**Passage provided**
“It’s taken a while to adjust to the fact that my dementia is not going away so we’re learning to do the things that we can do.”

George has been at the centre of the Chippenham community for decades. A former military man, the 91-year-old was the town’s mace bearer until the first lockdown, leading local dignitaries in Remembrance Day processions and other important civic events.  He was on the committee of the local Royal British Legion and an enthusiastic poppy seller. He’s also volunteered at Chippenham Museum, and is a member of the Chippenham and District Philatelic Society and would send regular reports of their activities to the local Gazette and Herald. All of these activities were curtailed by the pandemic, which left him and wife Briony feeling isolated.

Briony: “Our family was so concerned that we’d catch something during lockdown that they didn’t come round at all. It was getting quite depressing, especially as George had had mobility and sight issues for a long time.”

The couple, who met on the game farm where they both worked, have been together for more than 30 years. Although George had also been experiencing issues with his memory, they initially dismissed them. Briony said: “When you’re living with someone you don’t realise they have memory problems. If George was trying to say something I would finish the sentence for him. After so many years together it’s automatic.”

Movement for the Mind gets us out and doing more

When George was diagnosed with dementia in April 2021 and referred to Alzheimer’s Support the pandemic restrictions were beginning to ease. His dementia adviser, Carole, told them the charity’s community groups were opening again and after the isolation of lockdown, the couple realised they needed to get out more. George said: “Meeting people is what you miss during lockdown. I used to be quite morose and not talking very much, but going to the groups has made me quite chatty. You meet similar couples and it’s brought back all sorts of memories for me.”

**Entries provided**
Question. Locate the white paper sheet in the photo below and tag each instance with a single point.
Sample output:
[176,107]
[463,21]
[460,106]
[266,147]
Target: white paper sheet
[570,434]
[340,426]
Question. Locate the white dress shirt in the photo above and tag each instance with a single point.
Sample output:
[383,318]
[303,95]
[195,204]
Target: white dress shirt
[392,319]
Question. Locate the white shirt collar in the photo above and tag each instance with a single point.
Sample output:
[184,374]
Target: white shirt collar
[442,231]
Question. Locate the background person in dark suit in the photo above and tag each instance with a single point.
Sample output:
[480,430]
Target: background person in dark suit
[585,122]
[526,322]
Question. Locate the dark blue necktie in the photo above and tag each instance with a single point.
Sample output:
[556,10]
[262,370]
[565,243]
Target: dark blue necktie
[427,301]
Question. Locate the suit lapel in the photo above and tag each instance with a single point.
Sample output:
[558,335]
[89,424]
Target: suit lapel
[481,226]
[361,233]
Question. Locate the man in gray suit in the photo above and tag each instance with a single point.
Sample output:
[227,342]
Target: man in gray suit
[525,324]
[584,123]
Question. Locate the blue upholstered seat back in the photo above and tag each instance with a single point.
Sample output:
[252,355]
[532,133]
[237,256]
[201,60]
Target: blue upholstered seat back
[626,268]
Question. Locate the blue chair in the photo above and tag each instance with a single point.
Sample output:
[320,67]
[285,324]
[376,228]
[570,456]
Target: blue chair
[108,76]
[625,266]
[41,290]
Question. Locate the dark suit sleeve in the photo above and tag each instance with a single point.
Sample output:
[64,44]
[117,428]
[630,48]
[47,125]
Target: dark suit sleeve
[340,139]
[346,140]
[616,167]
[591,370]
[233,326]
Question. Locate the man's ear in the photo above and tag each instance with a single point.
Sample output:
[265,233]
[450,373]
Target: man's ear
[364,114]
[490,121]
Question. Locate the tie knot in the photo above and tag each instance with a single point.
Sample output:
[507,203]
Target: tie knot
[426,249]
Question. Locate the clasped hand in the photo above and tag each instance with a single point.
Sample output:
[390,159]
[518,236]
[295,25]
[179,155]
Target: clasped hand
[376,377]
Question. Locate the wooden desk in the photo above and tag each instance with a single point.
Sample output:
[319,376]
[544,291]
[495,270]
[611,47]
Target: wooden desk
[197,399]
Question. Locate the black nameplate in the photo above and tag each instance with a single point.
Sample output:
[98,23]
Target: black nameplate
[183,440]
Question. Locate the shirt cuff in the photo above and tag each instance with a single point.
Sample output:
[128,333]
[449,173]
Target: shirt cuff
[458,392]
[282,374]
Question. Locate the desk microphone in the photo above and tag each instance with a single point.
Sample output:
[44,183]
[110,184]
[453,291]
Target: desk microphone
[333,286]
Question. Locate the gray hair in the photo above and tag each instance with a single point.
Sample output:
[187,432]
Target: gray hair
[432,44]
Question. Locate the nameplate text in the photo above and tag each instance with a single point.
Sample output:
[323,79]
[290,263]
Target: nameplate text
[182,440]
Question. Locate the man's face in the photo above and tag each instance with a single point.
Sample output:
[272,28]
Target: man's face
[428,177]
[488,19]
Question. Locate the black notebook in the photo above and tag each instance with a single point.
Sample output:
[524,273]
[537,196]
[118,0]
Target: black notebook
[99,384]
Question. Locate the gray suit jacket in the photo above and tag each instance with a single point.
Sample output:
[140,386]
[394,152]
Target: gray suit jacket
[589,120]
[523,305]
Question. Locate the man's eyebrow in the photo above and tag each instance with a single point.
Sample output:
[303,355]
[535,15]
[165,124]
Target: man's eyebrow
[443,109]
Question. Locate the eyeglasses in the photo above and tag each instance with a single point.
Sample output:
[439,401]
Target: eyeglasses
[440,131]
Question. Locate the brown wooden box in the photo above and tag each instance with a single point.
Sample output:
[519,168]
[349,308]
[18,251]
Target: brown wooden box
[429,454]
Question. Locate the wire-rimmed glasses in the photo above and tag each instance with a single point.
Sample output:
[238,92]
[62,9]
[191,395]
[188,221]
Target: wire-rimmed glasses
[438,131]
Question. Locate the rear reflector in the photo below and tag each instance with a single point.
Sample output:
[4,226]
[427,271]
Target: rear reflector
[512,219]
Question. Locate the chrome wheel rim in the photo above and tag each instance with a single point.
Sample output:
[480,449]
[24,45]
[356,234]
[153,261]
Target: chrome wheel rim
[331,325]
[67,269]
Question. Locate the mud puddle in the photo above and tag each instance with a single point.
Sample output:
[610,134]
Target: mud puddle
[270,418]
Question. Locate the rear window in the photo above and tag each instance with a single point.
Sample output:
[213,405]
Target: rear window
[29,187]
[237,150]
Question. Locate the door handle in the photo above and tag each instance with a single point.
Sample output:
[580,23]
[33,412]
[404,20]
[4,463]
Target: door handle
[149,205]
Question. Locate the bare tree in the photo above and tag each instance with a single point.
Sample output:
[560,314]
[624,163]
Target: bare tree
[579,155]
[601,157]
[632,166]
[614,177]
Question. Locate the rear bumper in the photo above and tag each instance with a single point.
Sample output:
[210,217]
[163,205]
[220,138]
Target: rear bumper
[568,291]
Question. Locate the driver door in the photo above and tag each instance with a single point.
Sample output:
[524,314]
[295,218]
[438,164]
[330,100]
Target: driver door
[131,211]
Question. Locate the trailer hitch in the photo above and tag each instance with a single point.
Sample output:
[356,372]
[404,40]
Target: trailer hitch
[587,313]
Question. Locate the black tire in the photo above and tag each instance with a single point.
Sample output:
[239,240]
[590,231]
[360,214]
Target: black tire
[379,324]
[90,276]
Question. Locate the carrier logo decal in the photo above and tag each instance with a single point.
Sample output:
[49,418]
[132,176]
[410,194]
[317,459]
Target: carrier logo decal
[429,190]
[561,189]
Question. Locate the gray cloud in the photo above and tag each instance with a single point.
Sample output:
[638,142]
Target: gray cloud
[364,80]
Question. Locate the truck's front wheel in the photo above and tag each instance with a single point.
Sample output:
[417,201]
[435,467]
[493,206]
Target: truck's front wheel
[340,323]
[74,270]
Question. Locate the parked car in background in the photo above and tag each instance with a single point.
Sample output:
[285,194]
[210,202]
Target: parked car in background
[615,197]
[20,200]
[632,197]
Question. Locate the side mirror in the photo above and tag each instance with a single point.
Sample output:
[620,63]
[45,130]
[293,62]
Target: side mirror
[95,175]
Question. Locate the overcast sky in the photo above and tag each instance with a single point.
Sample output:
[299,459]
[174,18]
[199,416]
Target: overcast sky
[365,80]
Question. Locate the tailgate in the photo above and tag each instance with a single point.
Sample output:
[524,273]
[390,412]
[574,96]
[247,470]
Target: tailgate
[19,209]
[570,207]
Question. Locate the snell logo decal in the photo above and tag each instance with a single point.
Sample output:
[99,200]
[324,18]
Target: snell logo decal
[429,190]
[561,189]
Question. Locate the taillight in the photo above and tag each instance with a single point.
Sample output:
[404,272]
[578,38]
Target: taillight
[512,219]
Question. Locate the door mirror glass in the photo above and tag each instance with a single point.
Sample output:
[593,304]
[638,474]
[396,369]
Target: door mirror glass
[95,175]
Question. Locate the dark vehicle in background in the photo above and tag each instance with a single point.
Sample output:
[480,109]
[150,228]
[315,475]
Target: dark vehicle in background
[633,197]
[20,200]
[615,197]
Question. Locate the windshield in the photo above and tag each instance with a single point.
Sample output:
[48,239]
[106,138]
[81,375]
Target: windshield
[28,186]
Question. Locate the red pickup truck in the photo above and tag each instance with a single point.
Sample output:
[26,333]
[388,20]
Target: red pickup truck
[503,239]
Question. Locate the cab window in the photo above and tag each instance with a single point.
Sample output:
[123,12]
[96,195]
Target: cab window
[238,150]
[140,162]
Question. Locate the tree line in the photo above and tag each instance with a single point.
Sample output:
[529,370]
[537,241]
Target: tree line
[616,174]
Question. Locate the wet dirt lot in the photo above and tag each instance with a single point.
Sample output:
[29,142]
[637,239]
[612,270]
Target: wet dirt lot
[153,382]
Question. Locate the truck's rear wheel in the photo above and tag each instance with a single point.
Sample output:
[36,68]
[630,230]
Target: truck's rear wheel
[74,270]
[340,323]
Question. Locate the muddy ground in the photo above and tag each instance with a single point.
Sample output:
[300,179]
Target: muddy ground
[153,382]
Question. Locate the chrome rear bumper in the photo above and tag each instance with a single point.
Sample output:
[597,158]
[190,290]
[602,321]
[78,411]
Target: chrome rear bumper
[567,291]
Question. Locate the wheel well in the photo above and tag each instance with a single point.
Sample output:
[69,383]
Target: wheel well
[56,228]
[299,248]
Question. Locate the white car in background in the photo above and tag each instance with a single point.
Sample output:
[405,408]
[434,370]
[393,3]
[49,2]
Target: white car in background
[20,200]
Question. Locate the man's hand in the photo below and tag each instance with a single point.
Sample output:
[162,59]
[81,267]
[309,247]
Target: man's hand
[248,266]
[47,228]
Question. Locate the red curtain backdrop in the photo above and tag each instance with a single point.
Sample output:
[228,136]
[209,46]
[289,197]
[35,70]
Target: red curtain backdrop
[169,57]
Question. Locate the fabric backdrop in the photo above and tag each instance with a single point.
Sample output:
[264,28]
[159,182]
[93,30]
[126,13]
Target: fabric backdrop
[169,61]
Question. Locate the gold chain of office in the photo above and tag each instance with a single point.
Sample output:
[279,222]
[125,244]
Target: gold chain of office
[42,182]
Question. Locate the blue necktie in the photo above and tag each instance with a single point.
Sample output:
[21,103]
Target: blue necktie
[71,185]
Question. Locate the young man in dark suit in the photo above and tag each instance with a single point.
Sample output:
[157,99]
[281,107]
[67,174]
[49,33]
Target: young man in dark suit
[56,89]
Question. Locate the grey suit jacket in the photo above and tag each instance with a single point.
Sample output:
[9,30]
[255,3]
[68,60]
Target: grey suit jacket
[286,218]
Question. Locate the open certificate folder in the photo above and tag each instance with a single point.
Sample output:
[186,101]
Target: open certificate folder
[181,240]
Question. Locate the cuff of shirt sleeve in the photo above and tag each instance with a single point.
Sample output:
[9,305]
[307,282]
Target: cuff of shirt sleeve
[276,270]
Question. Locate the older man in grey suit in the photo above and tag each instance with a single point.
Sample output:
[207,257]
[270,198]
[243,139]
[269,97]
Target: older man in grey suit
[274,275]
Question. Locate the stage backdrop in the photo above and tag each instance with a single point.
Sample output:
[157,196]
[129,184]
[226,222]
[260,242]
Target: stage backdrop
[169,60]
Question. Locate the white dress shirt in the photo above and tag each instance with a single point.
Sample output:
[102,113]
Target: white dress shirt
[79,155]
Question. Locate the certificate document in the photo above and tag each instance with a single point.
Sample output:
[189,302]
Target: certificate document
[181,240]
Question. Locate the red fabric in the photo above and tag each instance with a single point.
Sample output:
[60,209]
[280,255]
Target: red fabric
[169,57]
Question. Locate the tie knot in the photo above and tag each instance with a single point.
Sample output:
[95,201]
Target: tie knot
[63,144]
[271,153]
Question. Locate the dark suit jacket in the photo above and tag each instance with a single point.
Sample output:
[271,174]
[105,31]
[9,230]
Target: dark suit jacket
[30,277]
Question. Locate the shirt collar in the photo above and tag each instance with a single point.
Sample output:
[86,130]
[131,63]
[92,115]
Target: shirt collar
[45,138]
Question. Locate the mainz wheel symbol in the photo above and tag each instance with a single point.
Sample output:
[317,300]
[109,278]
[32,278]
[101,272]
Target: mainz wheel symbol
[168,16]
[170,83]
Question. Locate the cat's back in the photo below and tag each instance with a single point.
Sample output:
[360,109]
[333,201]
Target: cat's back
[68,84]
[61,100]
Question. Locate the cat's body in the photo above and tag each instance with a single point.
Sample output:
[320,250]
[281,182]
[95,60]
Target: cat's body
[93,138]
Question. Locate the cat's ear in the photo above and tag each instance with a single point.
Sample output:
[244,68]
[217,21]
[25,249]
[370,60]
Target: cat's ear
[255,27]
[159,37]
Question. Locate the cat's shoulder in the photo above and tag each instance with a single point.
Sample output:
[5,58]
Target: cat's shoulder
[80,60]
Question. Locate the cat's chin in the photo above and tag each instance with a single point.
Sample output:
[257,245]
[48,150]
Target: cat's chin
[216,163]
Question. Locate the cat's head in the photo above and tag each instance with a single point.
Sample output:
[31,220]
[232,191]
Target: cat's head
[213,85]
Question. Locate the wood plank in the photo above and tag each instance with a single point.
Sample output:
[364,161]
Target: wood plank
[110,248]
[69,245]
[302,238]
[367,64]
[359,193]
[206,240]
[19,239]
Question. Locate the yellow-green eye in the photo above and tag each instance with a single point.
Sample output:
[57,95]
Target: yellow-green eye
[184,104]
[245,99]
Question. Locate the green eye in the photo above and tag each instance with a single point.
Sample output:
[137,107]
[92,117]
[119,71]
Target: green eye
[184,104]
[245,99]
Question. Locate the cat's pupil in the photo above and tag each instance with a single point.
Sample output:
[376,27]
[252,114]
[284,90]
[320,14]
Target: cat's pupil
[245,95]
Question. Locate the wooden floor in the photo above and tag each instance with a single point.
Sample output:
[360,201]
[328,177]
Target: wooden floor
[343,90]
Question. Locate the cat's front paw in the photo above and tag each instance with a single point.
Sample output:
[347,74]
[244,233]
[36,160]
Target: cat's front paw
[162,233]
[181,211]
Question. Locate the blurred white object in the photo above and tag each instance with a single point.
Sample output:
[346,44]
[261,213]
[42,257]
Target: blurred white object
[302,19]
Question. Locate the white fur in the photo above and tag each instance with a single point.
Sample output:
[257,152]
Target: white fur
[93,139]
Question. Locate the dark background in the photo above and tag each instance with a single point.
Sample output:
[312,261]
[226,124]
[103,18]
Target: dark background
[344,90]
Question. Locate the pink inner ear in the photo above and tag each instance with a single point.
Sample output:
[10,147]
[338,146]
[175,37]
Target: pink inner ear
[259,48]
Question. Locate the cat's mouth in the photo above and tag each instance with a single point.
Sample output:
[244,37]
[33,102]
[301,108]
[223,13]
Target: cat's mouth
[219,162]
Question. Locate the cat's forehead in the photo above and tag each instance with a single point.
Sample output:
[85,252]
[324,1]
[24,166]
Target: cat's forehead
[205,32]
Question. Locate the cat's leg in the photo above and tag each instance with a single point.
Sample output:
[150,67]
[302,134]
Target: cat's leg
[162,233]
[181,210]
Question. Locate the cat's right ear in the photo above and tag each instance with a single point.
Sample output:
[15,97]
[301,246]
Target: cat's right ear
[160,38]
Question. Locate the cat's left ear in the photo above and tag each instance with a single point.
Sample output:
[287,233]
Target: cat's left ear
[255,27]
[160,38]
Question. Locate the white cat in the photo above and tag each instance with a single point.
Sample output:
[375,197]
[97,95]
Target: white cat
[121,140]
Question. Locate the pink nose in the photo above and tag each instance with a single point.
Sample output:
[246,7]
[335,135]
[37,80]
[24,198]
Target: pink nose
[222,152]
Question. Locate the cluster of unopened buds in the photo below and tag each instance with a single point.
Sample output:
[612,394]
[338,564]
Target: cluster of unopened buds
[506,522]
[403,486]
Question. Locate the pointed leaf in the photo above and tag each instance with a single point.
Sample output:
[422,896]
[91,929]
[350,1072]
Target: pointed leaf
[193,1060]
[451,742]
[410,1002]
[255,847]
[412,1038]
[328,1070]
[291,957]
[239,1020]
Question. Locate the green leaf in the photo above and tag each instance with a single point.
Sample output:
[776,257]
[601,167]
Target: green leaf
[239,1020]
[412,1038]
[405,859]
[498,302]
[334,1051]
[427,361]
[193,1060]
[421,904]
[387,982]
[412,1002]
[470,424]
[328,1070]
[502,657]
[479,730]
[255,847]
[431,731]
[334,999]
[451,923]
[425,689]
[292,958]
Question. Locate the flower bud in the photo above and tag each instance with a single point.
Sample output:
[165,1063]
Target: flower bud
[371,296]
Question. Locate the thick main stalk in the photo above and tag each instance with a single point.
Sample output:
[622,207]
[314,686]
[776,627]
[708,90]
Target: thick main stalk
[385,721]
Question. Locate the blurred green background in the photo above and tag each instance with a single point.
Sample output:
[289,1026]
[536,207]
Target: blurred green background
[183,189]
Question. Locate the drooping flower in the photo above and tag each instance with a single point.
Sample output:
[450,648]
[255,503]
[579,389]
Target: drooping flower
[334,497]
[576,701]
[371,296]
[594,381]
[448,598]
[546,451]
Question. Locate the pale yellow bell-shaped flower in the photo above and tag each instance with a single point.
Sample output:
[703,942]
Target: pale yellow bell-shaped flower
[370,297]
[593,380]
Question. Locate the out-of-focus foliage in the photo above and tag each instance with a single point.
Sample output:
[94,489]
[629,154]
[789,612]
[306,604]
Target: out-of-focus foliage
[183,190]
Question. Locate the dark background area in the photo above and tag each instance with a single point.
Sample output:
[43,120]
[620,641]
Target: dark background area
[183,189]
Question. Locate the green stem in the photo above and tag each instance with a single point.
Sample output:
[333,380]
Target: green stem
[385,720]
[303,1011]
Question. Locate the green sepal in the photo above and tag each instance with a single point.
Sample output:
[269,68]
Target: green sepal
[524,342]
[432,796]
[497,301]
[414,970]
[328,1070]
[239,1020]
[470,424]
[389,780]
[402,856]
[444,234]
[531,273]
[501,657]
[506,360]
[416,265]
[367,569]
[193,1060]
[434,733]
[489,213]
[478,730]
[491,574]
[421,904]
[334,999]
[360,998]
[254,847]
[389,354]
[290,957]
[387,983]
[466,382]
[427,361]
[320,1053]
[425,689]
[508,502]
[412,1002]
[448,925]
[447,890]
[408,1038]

**List of tasks**
a: Answer these questions using the article about George:
(i) How old is George?
(ii) Where did George and Briony meet?
(iii) In what month and year was George diagnosed with dementia?
b: Carry on the article about George from the point where it stops.
The material has no connection to the article about George.

**Set of answers**
a:
(i) He is 91.
(ii) They met on the game farm where they both worked.
(iii) He was diagnosed in April 2021.

b:
The first group they tried was Movement for the Mind in Chippenham. George said: “It’s good because it makes you move and you go home worn out. It gets us out more and doing more. I wouldn’t miss going now.”

The impact of the group on his physical health has been dramatic. Briony said: “Before Movement for the Mind George used to be in a wheelchair, now he has more confidence to walk. Pash, the instructor, gives him a chair so he can push himself up and make him stronger and he squeezes a tennis ball to help with his grip. It’s made us think we can’t just sit in a chair and do nothing. Now George walks a short distance every day around the block and everyone knows him. I time him while he’s away so I know when he should return.”

George laughed: “I’d be in the doghouse if I didn’t come back!”

Now the couple also attend the Memory Café too which helps Briony as she can talk to carers in a similar situation. She said: “I go through stages of coping well, but sometimes it can be difficult. Every week we sit with someone different at the café so it’s a chance to talk to a different couple. I’m learning and it helps.”